--- Entries supplied ---
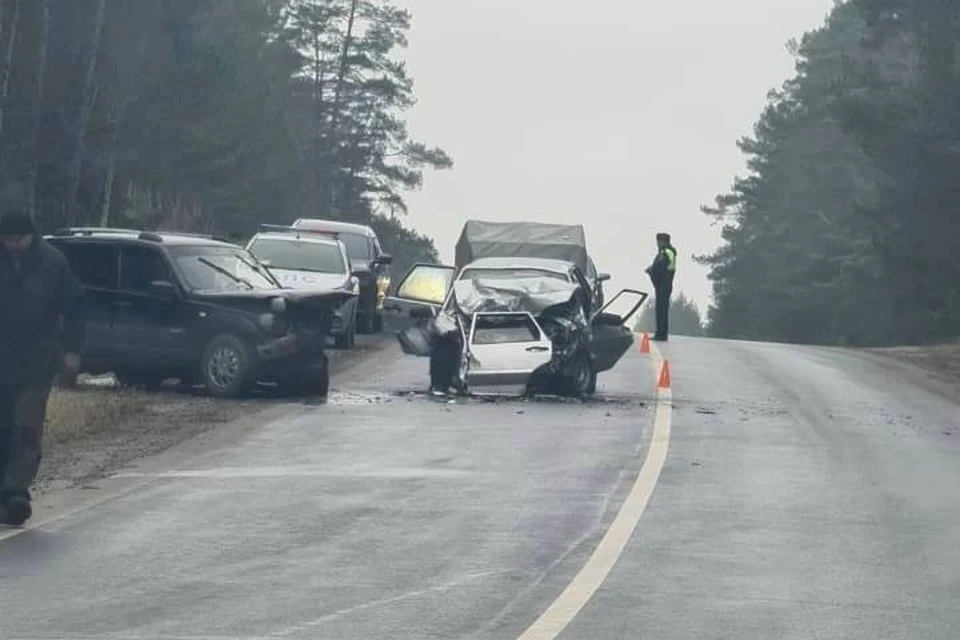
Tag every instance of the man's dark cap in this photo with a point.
(17, 222)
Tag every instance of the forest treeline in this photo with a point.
(209, 115)
(846, 229)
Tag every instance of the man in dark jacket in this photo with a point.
(661, 272)
(41, 331)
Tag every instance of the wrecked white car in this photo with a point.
(509, 322)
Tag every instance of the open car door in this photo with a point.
(505, 348)
(415, 302)
(611, 336)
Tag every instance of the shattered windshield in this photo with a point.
(530, 290)
(222, 269)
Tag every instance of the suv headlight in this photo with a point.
(273, 324)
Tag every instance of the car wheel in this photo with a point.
(225, 366)
(312, 381)
(582, 378)
(366, 319)
(346, 339)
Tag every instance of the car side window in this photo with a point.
(139, 266)
(94, 264)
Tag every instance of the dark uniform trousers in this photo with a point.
(662, 296)
(22, 415)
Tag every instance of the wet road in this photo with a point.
(806, 494)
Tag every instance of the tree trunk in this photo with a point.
(5, 78)
(86, 106)
(338, 91)
(38, 110)
(117, 122)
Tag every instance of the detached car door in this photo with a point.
(417, 298)
(611, 336)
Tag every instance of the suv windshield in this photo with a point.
(299, 255)
(221, 269)
(358, 248)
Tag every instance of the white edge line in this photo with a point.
(592, 575)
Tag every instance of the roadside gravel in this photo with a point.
(97, 429)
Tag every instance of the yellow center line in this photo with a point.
(569, 603)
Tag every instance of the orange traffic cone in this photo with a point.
(664, 382)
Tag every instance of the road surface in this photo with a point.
(806, 493)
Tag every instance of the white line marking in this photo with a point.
(565, 608)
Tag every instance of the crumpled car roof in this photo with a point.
(530, 294)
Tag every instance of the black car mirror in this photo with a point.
(163, 289)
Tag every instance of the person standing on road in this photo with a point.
(661, 273)
(41, 332)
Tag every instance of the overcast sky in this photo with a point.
(618, 114)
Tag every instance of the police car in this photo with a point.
(304, 260)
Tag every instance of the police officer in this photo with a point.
(41, 331)
(661, 272)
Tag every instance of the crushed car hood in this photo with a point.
(296, 279)
(533, 295)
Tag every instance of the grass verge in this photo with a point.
(942, 360)
(74, 414)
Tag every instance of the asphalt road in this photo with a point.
(806, 494)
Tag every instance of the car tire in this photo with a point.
(313, 381)
(347, 339)
(581, 380)
(366, 319)
(225, 366)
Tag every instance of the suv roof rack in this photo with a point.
(89, 231)
(279, 228)
(149, 236)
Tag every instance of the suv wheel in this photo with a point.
(225, 366)
(311, 381)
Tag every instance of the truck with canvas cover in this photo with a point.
(484, 239)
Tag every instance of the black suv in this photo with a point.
(367, 260)
(165, 305)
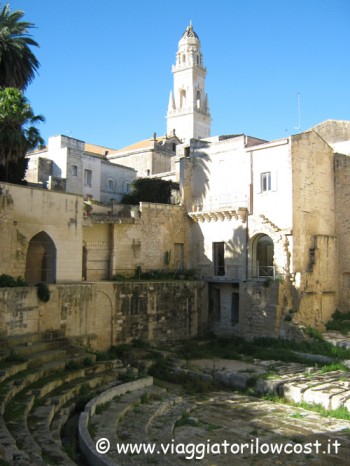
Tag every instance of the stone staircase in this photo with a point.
(43, 379)
(136, 413)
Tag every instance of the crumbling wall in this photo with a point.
(108, 313)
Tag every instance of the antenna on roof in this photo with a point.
(298, 128)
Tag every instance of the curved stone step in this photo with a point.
(20, 399)
(86, 443)
(106, 419)
(162, 428)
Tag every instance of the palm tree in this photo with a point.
(17, 133)
(18, 63)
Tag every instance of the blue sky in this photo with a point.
(105, 72)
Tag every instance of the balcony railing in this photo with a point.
(262, 272)
(239, 273)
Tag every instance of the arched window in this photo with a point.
(41, 260)
(262, 256)
(198, 99)
(183, 98)
(110, 185)
(127, 185)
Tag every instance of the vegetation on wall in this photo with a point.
(340, 322)
(151, 190)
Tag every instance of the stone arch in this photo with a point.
(41, 259)
(262, 256)
(182, 98)
(198, 98)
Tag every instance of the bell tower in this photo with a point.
(188, 109)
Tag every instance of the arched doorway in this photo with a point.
(41, 260)
(262, 257)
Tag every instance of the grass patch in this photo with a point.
(102, 407)
(339, 413)
(186, 420)
(262, 348)
(340, 322)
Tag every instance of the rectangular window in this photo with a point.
(214, 304)
(87, 178)
(179, 256)
(265, 181)
(219, 258)
(235, 308)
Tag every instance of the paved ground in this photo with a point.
(255, 426)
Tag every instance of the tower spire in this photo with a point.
(188, 111)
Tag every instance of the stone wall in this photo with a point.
(260, 313)
(342, 198)
(25, 212)
(314, 232)
(108, 313)
(120, 245)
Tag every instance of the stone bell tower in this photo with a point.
(188, 109)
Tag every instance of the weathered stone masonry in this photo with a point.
(108, 313)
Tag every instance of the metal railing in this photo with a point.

--- Task prompt ---
Copy every item above word for word, leaving the pictures out of your copy.

--- Answer to this problem ---
Tag every instance of the man's dark cap in this photo with a point.
(17, 222)
Tag every instance of the forest treeline in this photo with a point.
(209, 115)
(846, 229)
Tag every instance of the man in dark jacket in this photo with a point.
(661, 272)
(41, 331)
Tag every instance of the wrecked white car in this photo with a point.
(509, 322)
Tag every instance of the open car door in this photo with a point.
(505, 348)
(415, 302)
(611, 336)
Tag every instance of the shattered windshield in this photo with a point.
(530, 290)
(222, 269)
Tag every instance of the suv headlight in this photo with a point.
(273, 324)
Tag every instance of the car wheel in this photo with a point.
(225, 366)
(312, 381)
(582, 378)
(366, 319)
(346, 339)
Tag every instance of the car side window in this photo with a point.
(139, 266)
(94, 264)
Tag every instance of the dark uniform trousers in this photo with a point.
(662, 296)
(22, 415)
Tag every instance of the wet road in this photo with a point.
(806, 494)
Tag every instance of the tree trunk in this photo with a point.
(5, 78)
(86, 106)
(338, 91)
(38, 110)
(117, 122)
Tag every instance of the detached car door in this photo with a point.
(417, 298)
(611, 336)
Tag every instance of the suv windshield in this photo with a point.
(299, 255)
(221, 269)
(358, 248)
Tag every instance of the white edge line in this photo with a point.
(592, 575)
Tag every instance of the roadside gravel in this photo with a point.
(97, 429)
Tag every instance of the yellow center line in this photo with a point.
(569, 603)
Tag every instance of the orange traffic cone in this photo with a point.
(664, 382)
Tag every instance of the road surface in this photo with a point.
(806, 493)
Tag every instance of the white line marking in this photo with a point.
(565, 608)
Tag every instance of the crumpled car roof in this photo with a point.
(530, 294)
Tag every instance of the black car mirror in this photo with a point.
(163, 289)
Tag every instance of the person standing on road in this photo with a point.
(661, 273)
(41, 332)
Tag every instance of the overcast sky in this photo with a point.
(618, 114)
Tag every instance of the police car in this photo with a point.
(304, 260)
Tag every instance of the police officer in this photo with a point.
(41, 331)
(661, 272)
Tag every instance of the crushed car hood in this photo with a point.
(296, 279)
(533, 295)
Tag every instance of the grass verge in this photo with a point.
(942, 360)
(74, 414)
Tag every instance of the asphalt road in this photo with a point.
(806, 494)
Tag every instance of the car tire in this photo with a point.
(313, 381)
(347, 339)
(581, 380)
(366, 319)
(225, 366)
Tag every instance of the suv roof rack in this photo with a point.
(89, 231)
(279, 228)
(149, 236)
Tag every instance of the suv wheel in this photo with a point.
(225, 366)
(311, 381)
Tag every instance of the truck with canvas cover in this photo with a point.
(484, 239)
Tag every instance of the black suv in this photo with a point.
(367, 260)
(165, 305)
Tag every instance of the stone staircase in this photo with a point.
(43, 379)
(136, 413)
Tag every instance of the crumbling wall in this photo with a point.
(108, 313)
Tag every instance of the antenna on roof in this photo with a point.
(298, 128)
Tag every instance of the curved stone step in this photo with a point.
(20, 399)
(86, 443)
(106, 419)
(162, 428)
Tag every instance of the palm tree in this photo with a point.
(17, 133)
(18, 63)
Tag every instance of the blue sky in this photo with a point.
(105, 72)
Tag every instance of the balcony railing in this photo with a point.
(262, 272)
(239, 273)
Tag every instance of the arched window in this photo with a point.
(41, 260)
(262, 256)
(198, 99)
(183, 98)
(110, 185)
(127, 185)
Tag every instance of the vegetation on wall in this photo with a point.
(340, 322)
(151, 190)
Tag every instance of the stone arch in this photo with a point.
(41, 259)
(262, 256)
(182, 98)
(198, 98)
Tag every instance of the bell tower in this photo with a point.
(188, 109)
Tag every instance of the arched doorway in this photo with a point.
(41, 260)
(262, 257)
Tag every instance of the grass patch in this photo with a point.
(102, 407)
(339, 413)
(186, 420)
(262, 348)
(340, 322)
Tag every instance of the rectangular window in this photo with a point.
(214, 304)
(87, 178)
(179, 256)
(265, 181)
(219, 258)
(235, 308)
Tag every instance of the paved ground in this photo with a point.
(255, 426)
Tag every instance of the tower spire in this photo with a point.
(188, 111)
Tag every instance of the stone wall in this photo with a point.
(260, 313)
(342, 198)
(25, 212)
(314, 232)
(108, 313)
(120, 245)
Tag every instance of the stone bell tower in this photo with a point.
(188, 109)
Tag every instance of the weathered stone masonry in this photo with a point.
(108, 313)
Tag every instance of the metal railing in this photo with a point.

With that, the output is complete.